> _Supplied entries_:
#####

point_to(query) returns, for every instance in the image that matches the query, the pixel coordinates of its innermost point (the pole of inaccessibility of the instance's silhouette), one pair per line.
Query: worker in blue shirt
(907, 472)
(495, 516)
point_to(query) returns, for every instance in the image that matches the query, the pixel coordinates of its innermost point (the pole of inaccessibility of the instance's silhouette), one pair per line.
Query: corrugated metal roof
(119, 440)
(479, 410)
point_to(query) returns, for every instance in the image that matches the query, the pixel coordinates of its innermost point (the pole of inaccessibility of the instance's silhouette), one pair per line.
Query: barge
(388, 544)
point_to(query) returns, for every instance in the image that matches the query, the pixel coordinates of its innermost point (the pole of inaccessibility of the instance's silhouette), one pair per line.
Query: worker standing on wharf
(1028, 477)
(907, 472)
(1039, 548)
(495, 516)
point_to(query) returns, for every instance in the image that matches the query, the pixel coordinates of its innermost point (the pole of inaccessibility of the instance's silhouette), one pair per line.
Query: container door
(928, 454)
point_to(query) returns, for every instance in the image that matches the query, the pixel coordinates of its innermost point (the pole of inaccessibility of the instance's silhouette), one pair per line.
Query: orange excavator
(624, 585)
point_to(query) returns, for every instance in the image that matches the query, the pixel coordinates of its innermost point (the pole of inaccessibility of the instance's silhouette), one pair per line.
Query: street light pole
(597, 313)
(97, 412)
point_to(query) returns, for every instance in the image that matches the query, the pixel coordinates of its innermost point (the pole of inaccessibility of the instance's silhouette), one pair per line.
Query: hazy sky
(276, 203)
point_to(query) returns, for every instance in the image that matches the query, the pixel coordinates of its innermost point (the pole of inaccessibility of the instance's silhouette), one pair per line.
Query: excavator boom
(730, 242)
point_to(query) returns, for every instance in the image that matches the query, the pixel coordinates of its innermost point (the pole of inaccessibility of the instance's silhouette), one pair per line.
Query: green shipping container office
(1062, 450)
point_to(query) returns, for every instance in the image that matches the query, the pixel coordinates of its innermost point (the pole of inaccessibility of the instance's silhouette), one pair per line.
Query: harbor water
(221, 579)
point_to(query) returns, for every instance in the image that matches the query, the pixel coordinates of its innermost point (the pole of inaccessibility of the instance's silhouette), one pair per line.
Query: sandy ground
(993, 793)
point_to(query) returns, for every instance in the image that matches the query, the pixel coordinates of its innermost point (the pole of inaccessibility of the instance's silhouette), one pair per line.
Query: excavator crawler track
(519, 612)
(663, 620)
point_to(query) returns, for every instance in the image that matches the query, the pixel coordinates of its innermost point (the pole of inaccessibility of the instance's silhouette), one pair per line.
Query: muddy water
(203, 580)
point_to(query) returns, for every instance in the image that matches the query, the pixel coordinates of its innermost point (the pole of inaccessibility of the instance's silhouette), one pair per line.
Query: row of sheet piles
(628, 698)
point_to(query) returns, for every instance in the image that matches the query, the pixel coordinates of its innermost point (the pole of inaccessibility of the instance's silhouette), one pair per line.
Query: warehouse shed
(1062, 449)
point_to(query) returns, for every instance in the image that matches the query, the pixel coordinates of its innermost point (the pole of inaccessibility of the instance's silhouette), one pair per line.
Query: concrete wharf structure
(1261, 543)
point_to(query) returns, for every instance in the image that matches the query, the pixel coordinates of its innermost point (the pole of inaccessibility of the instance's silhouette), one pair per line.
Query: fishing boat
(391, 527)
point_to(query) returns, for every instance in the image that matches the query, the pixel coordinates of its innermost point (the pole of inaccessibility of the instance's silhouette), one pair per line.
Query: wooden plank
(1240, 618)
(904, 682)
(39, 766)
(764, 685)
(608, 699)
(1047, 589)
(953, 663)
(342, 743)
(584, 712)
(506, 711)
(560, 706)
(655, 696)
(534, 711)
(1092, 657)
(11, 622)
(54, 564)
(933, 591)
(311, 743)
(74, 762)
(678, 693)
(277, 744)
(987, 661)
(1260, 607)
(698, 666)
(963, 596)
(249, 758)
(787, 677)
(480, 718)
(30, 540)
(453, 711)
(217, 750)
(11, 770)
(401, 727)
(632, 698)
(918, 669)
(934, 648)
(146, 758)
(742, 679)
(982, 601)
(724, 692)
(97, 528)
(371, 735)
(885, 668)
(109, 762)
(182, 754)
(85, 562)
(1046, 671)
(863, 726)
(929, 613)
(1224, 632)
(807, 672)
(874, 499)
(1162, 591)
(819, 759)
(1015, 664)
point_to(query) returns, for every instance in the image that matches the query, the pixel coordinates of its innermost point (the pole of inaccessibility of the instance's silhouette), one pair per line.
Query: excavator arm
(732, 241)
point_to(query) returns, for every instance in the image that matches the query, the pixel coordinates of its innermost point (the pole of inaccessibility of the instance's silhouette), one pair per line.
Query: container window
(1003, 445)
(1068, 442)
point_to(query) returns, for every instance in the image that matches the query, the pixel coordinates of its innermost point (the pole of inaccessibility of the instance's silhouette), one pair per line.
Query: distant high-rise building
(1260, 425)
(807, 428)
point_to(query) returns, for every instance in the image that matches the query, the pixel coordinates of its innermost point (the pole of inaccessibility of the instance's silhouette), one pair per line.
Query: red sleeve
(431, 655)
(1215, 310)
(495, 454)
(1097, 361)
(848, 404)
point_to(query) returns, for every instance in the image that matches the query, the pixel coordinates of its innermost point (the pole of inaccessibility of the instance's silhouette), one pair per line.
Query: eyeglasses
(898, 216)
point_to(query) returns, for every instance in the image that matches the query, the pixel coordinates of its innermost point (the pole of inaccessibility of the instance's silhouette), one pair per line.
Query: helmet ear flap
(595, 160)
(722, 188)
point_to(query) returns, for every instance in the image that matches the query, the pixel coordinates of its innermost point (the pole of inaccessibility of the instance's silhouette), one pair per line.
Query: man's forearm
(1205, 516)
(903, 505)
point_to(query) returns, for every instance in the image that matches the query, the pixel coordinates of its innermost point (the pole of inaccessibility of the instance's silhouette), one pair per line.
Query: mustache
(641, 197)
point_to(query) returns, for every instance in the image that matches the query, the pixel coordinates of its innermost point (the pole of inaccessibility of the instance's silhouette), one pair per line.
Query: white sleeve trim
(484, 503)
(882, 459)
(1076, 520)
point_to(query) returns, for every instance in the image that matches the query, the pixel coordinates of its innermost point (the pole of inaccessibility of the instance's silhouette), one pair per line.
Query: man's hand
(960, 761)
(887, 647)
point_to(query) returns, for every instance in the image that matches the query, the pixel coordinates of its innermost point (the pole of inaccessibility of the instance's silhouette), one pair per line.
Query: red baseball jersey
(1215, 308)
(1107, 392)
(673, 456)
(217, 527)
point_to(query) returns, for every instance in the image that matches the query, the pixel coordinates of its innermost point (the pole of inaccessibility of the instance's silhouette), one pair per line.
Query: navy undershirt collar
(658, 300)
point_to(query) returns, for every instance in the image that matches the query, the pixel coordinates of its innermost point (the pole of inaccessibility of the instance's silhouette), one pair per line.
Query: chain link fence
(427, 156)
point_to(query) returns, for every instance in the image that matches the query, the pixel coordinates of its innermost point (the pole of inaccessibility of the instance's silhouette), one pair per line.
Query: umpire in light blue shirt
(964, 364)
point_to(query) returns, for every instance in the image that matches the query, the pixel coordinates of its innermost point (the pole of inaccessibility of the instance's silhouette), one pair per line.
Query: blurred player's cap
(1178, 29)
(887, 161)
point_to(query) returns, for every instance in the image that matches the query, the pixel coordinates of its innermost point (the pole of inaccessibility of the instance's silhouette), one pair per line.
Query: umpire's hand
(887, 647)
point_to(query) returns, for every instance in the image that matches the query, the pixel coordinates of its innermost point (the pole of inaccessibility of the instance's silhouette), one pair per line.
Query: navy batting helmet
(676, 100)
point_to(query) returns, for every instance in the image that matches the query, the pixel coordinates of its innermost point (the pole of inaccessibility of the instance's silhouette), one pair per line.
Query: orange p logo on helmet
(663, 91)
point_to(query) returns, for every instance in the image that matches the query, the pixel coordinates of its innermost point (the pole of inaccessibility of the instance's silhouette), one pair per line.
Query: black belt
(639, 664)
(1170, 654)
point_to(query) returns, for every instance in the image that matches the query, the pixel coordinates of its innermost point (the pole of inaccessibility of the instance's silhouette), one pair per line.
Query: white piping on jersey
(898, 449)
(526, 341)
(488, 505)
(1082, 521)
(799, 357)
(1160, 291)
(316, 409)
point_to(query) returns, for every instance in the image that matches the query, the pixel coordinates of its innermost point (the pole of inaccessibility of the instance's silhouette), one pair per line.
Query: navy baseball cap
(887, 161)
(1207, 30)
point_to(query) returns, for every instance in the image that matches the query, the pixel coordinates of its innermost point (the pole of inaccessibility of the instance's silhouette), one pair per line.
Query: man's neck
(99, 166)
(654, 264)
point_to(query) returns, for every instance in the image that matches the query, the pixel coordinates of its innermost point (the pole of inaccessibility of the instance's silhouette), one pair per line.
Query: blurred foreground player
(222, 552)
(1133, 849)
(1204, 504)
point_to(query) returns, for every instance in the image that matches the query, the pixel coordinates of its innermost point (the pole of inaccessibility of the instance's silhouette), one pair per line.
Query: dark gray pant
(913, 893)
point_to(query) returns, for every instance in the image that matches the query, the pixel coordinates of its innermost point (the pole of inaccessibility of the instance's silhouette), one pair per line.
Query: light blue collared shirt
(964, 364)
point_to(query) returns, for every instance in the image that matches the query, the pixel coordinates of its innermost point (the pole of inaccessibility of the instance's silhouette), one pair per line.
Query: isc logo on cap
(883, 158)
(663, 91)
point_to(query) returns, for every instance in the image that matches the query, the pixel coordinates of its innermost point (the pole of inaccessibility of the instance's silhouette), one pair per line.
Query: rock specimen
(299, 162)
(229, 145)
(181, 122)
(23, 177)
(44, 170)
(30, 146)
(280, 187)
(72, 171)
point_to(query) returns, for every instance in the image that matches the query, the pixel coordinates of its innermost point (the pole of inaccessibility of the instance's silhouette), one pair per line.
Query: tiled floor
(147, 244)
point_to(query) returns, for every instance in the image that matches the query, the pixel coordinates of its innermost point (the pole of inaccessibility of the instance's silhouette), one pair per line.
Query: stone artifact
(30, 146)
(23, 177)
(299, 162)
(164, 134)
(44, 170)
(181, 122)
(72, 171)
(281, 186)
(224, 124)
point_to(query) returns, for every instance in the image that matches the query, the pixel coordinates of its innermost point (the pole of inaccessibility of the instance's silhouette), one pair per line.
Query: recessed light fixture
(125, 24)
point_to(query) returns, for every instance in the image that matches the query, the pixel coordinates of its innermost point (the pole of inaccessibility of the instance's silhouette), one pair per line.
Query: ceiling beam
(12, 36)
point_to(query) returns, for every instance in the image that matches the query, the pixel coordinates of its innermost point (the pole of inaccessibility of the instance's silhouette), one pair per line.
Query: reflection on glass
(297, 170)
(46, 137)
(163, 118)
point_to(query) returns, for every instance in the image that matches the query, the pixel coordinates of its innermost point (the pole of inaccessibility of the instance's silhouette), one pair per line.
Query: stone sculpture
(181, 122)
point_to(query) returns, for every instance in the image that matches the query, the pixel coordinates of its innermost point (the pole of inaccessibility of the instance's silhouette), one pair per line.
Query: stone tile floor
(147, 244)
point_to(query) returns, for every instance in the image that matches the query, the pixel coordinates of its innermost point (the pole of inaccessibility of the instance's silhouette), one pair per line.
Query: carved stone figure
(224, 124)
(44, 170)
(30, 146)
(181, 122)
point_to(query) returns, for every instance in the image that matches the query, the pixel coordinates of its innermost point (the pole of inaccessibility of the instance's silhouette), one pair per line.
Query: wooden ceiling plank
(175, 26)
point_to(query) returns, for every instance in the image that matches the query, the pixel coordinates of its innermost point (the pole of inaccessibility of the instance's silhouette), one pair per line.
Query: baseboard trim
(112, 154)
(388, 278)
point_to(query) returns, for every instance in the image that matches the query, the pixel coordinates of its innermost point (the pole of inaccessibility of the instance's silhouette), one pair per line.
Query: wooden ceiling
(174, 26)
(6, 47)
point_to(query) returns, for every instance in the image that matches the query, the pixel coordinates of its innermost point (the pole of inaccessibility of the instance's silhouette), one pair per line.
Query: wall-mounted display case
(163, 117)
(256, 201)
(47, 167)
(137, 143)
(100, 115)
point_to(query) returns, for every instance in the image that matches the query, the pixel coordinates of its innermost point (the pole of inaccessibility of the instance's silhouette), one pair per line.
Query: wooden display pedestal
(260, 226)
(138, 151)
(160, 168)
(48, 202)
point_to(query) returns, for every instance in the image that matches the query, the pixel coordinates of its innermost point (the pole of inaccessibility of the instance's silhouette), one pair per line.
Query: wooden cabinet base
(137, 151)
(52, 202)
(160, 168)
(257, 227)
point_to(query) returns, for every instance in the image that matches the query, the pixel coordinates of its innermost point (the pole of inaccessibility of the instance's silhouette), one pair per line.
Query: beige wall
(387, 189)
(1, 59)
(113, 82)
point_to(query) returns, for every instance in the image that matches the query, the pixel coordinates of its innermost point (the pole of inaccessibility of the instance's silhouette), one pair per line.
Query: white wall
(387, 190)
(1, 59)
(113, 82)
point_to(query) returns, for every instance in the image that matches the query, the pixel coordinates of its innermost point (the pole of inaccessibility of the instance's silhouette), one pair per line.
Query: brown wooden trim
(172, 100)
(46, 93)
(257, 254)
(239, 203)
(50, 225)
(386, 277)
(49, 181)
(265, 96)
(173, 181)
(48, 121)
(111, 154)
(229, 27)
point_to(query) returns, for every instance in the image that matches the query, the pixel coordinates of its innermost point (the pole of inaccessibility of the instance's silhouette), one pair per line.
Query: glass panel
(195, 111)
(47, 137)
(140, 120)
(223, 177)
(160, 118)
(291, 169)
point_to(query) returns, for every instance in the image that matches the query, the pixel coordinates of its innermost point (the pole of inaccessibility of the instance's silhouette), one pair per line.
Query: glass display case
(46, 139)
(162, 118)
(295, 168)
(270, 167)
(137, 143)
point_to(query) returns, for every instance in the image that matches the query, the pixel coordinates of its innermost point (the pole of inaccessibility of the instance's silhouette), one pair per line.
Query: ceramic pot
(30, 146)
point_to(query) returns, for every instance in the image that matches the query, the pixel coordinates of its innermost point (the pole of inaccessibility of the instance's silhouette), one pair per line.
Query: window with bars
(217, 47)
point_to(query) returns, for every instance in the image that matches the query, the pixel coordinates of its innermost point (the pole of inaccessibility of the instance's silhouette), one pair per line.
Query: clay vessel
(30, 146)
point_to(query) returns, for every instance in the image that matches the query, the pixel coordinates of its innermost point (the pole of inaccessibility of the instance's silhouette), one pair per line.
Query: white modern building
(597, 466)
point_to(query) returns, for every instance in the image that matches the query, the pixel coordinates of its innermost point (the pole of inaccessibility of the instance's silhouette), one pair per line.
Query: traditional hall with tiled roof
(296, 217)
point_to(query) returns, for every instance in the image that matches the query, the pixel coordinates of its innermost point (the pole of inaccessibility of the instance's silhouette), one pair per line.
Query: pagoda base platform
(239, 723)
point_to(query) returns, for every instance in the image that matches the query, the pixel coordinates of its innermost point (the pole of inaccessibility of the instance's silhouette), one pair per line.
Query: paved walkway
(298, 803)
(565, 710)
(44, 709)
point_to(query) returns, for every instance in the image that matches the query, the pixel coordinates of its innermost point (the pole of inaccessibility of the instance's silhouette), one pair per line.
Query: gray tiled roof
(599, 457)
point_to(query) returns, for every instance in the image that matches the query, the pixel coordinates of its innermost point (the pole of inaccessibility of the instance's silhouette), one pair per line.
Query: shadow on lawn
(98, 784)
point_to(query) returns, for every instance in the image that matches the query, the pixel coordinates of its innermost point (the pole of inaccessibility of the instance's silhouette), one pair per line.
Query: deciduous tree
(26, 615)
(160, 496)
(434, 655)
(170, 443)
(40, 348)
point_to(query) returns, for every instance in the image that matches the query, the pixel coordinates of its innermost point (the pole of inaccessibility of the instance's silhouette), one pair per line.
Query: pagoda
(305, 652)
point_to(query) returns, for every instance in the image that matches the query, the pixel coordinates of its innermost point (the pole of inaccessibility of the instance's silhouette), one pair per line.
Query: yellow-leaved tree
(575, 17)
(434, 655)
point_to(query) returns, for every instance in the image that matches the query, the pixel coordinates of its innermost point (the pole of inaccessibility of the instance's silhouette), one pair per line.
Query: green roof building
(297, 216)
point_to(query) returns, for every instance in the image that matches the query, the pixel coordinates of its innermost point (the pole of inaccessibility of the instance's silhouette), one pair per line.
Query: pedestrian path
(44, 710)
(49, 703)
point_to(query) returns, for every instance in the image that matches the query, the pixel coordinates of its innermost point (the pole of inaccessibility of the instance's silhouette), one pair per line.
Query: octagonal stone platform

#####

> _Brief_:
Pick out each line in the material above that contains the string "blue", and copy those lines in the order they appear.

> _Solution to this problem_:
Query: worker in blue shirt
Query: umpire in light blue shirt
Query: light blue collared shirt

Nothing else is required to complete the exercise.